**PAGE EXTRACT**
Efficiency in Focus: LayerNorm as a Catalyst for Fine-tuning Medical Visual Language Pre-trained Models
Jiawei Chen, Dingkang Yang, Yue Jiang, Mingcheng Li, Jinjie Wei, Xiaolu Hou, Lihua Zhang
TL;DR
The paper tackles the challenge of fine-tuning Medical Visual Language Models under limited data and resources by shifting focus from extrinsic PEFT methods to intrinsic parameter fine-tuning, specifically LayerNorm. Through systematic experiments on small-scale (MISS) and large-scale (LLaVA-Med) Med-VLMs across Med-VQA and Med-IRG tasks, it demonstrates that LayerNorm-tuning provides superior efficiency and often superior or comparable accuracy with far fewer trainable parameters than conventional PEFT approaches. The work reveals distinct behaviors across modules and scales: LayerNorm-tuning shows robust generalization, good zero-shot and OOD performance, and maintains clinical relevance, while other methods like FFN-tuning can improve certain metrics at the cost of parameter volume and generalization. Overall, LN-tuning emerges as a practical and scalable strategy for adapting Med-VLMs to specialized medical tasks, enabling broader deployment with limited computational resources.

**INPUT DATA**
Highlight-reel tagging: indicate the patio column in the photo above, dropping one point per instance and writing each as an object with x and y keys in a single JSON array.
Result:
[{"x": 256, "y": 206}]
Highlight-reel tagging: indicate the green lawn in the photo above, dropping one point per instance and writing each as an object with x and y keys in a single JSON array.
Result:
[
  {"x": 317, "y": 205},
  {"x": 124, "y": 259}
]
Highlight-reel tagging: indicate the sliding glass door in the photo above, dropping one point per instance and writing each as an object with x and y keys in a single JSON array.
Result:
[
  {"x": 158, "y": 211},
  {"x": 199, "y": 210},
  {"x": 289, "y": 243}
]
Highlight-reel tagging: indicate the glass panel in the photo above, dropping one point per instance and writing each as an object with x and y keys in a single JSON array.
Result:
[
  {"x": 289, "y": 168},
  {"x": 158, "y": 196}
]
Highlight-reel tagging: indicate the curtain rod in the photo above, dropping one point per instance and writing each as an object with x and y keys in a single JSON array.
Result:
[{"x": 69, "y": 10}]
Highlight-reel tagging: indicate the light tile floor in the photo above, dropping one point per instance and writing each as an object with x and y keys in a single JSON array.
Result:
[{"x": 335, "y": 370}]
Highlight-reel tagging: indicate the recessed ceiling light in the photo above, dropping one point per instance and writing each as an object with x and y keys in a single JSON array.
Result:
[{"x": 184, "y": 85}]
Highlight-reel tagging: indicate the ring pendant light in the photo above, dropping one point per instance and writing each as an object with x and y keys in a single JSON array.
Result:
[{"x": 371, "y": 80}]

--

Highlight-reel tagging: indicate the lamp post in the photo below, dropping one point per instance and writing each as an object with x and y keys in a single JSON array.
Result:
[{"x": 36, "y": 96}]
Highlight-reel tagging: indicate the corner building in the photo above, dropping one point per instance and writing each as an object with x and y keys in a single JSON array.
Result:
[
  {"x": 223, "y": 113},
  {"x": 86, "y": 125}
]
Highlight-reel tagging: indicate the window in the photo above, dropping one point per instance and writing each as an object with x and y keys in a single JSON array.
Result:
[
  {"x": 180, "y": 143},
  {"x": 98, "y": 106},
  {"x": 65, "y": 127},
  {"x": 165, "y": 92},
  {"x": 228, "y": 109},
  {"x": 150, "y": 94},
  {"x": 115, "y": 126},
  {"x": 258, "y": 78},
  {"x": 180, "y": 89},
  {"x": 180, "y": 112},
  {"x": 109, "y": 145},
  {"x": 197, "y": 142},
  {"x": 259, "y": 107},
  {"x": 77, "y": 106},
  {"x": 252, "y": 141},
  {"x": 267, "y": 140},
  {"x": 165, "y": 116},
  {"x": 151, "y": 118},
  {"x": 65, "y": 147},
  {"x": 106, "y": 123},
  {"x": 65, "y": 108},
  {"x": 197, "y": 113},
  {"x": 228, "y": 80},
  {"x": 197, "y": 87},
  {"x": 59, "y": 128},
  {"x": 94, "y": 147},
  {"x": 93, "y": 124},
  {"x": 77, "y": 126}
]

**WHAT THIS TASK INVOLVES**
Answer these questions from the LayerNorm fine-tuning summary above.
(a) According to the title, LayerNorm serves as a catalyst for what?
(b) Which small-scale and large-scale Med-VLMs were used in the experiments?
(c) What does FFN-tuning cost when it improves certain metrics?

**FINISHED EXERCISE**
(a) Fine-tuning medical visual language pre-trained models.
(b) MISS (small-scale) and LLaVA-Med (large-scale).
(c) Parameter volume and generalization.